[WHAT YOU SHOULD DO] Print exactly the lines from the line with "of the sandy" to the last line of the data, please, both included.
-- Start --
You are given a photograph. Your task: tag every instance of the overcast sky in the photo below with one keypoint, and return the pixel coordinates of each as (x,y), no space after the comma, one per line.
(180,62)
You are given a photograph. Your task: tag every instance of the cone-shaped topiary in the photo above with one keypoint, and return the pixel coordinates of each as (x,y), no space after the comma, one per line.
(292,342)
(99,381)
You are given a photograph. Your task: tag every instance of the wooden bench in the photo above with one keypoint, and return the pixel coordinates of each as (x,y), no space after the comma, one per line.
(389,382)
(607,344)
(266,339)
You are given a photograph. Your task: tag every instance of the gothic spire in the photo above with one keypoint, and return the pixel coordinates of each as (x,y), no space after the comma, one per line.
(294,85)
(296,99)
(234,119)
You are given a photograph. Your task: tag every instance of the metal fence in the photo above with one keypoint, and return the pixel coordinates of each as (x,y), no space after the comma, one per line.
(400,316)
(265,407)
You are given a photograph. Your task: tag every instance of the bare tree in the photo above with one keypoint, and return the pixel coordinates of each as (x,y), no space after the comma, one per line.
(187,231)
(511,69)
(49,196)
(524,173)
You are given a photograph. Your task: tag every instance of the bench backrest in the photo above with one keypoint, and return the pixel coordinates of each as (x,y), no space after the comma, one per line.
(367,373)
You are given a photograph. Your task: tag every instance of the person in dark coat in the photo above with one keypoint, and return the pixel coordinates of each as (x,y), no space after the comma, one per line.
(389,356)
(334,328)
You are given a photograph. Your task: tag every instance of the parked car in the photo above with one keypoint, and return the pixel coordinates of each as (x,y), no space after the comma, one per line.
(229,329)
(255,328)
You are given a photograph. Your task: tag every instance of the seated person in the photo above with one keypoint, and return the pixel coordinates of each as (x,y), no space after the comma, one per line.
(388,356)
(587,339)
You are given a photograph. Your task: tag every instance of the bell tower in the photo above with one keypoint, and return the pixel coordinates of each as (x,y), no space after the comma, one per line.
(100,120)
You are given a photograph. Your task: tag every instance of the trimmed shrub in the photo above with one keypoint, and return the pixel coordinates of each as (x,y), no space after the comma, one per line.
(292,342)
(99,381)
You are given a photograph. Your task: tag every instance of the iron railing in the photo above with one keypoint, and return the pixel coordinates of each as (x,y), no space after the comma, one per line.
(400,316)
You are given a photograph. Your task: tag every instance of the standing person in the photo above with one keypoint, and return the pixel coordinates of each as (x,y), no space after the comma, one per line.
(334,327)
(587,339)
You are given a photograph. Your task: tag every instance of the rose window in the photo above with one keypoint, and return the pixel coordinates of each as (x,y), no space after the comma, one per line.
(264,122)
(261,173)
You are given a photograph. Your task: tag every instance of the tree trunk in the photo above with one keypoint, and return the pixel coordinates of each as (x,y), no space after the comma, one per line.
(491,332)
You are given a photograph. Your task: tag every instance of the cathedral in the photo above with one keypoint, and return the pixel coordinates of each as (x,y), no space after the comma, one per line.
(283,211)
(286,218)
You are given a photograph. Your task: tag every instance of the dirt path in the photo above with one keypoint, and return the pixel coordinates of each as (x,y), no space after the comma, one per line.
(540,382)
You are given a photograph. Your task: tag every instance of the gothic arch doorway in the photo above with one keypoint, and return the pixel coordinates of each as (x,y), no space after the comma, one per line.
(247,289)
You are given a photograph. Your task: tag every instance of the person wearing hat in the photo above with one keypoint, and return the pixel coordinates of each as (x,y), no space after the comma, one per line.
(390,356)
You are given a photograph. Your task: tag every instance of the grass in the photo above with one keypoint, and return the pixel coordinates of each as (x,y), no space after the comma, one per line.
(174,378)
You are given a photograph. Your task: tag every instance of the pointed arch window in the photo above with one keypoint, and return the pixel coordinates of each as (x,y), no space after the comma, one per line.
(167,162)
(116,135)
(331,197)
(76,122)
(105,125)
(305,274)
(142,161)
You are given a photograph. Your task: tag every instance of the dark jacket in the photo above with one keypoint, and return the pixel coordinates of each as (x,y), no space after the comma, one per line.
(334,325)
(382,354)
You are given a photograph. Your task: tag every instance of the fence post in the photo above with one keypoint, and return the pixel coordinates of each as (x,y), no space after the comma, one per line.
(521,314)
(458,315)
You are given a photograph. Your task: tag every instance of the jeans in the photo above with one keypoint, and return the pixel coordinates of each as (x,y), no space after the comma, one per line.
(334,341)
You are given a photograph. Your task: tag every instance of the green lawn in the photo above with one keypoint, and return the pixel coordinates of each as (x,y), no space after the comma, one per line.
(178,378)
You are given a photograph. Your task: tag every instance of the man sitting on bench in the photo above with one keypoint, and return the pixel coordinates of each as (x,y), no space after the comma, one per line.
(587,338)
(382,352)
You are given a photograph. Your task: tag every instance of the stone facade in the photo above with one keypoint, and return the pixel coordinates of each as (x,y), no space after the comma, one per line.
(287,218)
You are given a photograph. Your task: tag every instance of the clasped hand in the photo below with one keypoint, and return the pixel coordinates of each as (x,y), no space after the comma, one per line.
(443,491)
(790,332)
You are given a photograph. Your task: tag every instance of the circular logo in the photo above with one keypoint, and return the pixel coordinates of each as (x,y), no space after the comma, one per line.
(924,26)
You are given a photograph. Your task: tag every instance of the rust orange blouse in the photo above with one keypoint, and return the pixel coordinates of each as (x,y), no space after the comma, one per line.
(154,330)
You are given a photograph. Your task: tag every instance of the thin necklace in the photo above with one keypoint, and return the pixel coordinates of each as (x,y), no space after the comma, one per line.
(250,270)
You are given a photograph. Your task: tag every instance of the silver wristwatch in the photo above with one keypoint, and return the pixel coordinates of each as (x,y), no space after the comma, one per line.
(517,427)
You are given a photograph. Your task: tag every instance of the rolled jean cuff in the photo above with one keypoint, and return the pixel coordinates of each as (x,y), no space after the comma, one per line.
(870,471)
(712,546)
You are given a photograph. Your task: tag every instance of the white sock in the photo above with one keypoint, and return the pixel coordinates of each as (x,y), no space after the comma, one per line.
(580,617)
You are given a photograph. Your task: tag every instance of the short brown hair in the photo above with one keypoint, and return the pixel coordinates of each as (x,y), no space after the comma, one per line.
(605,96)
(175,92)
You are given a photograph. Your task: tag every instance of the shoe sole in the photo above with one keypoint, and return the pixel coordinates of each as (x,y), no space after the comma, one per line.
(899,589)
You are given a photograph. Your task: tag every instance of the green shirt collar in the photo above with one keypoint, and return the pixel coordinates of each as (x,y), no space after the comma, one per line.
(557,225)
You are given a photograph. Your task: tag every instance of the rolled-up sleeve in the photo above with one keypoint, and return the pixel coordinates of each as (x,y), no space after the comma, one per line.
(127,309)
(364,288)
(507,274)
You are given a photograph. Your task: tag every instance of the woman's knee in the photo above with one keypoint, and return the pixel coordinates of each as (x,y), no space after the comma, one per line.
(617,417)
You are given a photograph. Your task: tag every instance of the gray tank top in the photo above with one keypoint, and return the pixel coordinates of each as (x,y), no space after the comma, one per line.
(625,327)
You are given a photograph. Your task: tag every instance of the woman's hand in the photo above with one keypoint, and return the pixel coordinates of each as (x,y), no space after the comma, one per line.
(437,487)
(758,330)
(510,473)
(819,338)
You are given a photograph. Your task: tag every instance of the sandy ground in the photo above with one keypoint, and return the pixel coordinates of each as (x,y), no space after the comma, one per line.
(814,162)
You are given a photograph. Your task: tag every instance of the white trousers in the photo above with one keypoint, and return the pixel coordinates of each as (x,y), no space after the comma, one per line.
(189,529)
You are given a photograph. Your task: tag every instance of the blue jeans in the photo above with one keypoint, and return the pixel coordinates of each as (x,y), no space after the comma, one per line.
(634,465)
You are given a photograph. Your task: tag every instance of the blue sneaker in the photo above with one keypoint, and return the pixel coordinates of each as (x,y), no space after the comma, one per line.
-- End --
[PROBLEM SOLUTION]
You are given a photograph. Your task: tag every instance of the sandy ground in the photo above with one keypoint, and return the pixel coordinates of each as (x,y), no space after the comma, one per line.
(814,162)
You are given a photograph. Your task: tag every instance of the white trousers in the photo above with one keypoint, and return the pixel coordinates of each as (x,y), no space after the comma, one per line.
(189,529)
You are given a photograph. Your task: tag every instance of the blue jeans in the photo above with one keypoint, and return the pixel coordinates of each as (x,y), no space after the comma, one per line.
(634,465)
You are given a photograph. Your task: tag every instance of the blue sneaker in the photo above with one keypoint, and return the pixel coordinates of each as (x,y), no space after the comma, one per line.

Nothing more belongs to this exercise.